Copy out all of the following records line for line, without changing anything.

***

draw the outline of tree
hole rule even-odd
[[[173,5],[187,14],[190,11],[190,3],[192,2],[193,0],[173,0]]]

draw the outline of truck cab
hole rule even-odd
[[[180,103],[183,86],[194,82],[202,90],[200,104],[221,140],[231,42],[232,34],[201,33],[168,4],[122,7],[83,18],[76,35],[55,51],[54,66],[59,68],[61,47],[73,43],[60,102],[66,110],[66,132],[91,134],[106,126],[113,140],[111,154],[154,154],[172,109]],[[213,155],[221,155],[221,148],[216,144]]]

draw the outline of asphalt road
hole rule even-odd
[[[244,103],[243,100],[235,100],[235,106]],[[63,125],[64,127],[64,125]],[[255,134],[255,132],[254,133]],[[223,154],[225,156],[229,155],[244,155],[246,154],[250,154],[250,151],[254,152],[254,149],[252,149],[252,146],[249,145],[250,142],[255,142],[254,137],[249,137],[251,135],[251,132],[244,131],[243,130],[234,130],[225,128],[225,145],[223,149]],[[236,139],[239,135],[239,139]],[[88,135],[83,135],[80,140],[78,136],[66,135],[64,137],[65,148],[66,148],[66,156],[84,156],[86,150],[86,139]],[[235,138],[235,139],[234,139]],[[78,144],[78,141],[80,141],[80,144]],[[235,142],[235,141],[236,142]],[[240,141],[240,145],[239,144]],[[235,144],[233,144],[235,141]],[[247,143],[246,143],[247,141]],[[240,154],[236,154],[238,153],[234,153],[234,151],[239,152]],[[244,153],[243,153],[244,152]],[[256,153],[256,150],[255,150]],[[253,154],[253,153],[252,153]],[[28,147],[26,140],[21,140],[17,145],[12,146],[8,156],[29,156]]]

***

FULL OUTPUT
draw the outline of tree
hole rule even-odd
[[[173,5],[187,14],[190,11],[190,3],[192,2],[193,0],[173,0]]]

draw the outline of truck cab
hole rule even-odd
[[[180,103],[183,86],[194,82],[202,90],[200,104],[221,140],[231,42],[232,34],[201,33],[168,4],[122,7],[83,18],[76,35],[55,51],[54,66],[59,68],[61,47],[73,43],[60,102],[66,110],[66,132],[91,134],[106,126],[113,140],[111,154],[154,154],[172,109]],[[213,155],[221,155],[221,148],[216,144]]]

draw the outline of asphalt road
hole rule even-odd
[[[244,103],[243,100],[235,100],[235,106]],[[63,125],[64,127],[64,125]],[[255,134],[255,132],[254,133]],[[223,154],[225,156],[229,155],[244,155],[246,154],[250,154],[250,151],[254,152],[254,149],[252,149],[252,146],[249,145],[250,142],[255,142],[254,137],[249,137],[251,135],[251,132],[244,131],[243,130],[234,130],[225,128],[225,145],[223,149]],[[236,139],[239,135],[239,139]],[[88,135],[83,135],[80,140],[78,136],[66,135],[64,137],[65,148],[66,148],[66,156],[84,156],[86,150],[86,139]],[[235,138],[235,139],[234,139]],[[78,144],[78,141],[80,141],[80,144]],[[235,142],[235,141],[236,142]],[[240,141],[240,145],[239,144]],[[235,144],[233,144],[235,141]],[[247,143],[246,143],[247,141]],[[240,154],[236,154],[238,153],[234,153],[234,151],[239,152]],[[244,153],[243,153],[244,152]],[[256,153],[256,150],[255,150]],[[253,154],[253,153],[252,153]],[[28,147],[26,140],[21,140],[17,145],[12,146],[8,156],[29,156]]]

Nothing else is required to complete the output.